==== Source material ====

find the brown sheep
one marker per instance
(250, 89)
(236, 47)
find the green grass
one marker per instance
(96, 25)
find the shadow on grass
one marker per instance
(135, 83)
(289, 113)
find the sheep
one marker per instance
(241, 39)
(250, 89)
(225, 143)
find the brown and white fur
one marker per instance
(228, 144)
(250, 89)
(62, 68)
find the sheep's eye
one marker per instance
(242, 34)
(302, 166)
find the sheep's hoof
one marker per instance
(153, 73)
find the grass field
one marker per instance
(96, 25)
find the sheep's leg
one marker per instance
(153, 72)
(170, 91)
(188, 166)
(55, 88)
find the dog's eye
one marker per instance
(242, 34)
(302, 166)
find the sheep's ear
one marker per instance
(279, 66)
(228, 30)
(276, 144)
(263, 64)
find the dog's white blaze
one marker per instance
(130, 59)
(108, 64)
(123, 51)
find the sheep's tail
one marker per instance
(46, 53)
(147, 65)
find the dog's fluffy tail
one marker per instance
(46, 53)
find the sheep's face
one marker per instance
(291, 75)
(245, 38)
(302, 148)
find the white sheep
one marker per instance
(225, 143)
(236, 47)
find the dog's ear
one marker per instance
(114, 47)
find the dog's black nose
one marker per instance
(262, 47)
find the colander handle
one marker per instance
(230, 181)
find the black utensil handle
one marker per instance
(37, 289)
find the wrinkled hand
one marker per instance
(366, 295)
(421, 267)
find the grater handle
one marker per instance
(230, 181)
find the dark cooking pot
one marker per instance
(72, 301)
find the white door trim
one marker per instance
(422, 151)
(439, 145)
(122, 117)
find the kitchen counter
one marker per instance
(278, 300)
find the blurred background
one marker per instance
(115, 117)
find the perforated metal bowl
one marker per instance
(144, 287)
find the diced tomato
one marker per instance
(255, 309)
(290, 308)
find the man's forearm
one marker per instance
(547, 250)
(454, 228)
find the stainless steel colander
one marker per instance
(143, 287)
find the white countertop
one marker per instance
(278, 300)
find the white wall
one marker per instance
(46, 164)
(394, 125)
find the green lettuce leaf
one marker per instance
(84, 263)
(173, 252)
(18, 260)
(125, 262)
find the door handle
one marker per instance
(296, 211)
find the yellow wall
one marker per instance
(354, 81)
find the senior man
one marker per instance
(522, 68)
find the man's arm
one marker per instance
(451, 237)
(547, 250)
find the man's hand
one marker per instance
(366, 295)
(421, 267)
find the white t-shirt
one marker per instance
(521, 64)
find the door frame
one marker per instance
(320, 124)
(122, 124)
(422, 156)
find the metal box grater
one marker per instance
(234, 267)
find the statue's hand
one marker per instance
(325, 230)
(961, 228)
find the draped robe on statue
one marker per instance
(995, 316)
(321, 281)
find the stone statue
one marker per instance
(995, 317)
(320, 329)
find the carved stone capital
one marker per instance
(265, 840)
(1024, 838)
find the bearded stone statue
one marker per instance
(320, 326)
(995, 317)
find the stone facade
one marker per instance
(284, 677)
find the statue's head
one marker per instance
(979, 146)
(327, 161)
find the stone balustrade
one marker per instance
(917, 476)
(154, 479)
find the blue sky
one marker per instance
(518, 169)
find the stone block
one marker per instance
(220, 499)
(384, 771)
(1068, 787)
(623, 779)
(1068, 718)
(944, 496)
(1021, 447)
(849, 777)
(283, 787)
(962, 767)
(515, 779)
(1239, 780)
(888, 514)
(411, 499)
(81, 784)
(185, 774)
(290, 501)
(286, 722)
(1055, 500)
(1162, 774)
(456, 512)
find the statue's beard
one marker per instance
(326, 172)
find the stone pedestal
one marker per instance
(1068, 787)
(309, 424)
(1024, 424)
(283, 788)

====

Please copy the records, starting at the line that contains "find the stainless steel colander" and ending at the last line of the records, with both of those lines included.

find the stainless steel colander
one marker per instance
(143, 287)
find the white countertop
one marker per instance
(278, 300)
find the white wall
one marker per instance
(46, 164)
(394, 125)
find the green lettuce leaf
one marker per instance
(84, 263)
(173, 252)
(18, 260)
(125, 262)
find the door handle
one marker per instance
(296, 211)
find the yellow wall
one marker per instance
(354, 81)
find the senior man
one marker per instance
(522, 68)
find the man's arm
one marker per instance
(451, 237)
(547, 250)
find the man's hand
one marker per instance
(366, 295)
(421, 267)
find the white t-shirt
one marker per instance
(521, 64)
find the door frame
one marker per instance
(320, 124)
(122, 124)
(422, 156)
find the metal box grater
one marker per instance
(234, 267)
find the statue's hand
one marker per instance
(325, 230)
(961, 228)
find the draped robe on statue
one marker per instance
(995, 316)
(321, 281)
find the stone statue
one marker per instance
(995, 317)
(320, 329)
find the carved stone capital
one marker per instance
(265, 840)
(1024, 838)
find the bearded stone statue
one marker per instance
(320, 326)
(995, 317)
find the stone facade
one marker per instance
(284, 677)
find the statue's head
one marker per instance
(979, 146)
(327, 161)
find the stone balustrade
one marker per instance
(917, 476)
(154, 479)
find the blue sky
one marker per instance
(518, 169)
find the stone block
one marker per instance
(220, 499)
(384, 771)
(1068, 787)
(623, 779)
(1068, 718)
(944, 496)
(1021, 447)
(849, 777)
(283, 787)
(962, 767)
(515, 779)
(1239, 780)
(888, 514)
(411, 499)
(81, 784)
(185, 774)
(290, 501)
(286, 722)
(1055, 500)
(1162, 774)
(456, 512)
find the statue's beard
one marker per instance
(326, 172)
find the stone pedestal
one marker per instance
(1068, 787)
(309, 424)
(1024, 424)
(283, 788)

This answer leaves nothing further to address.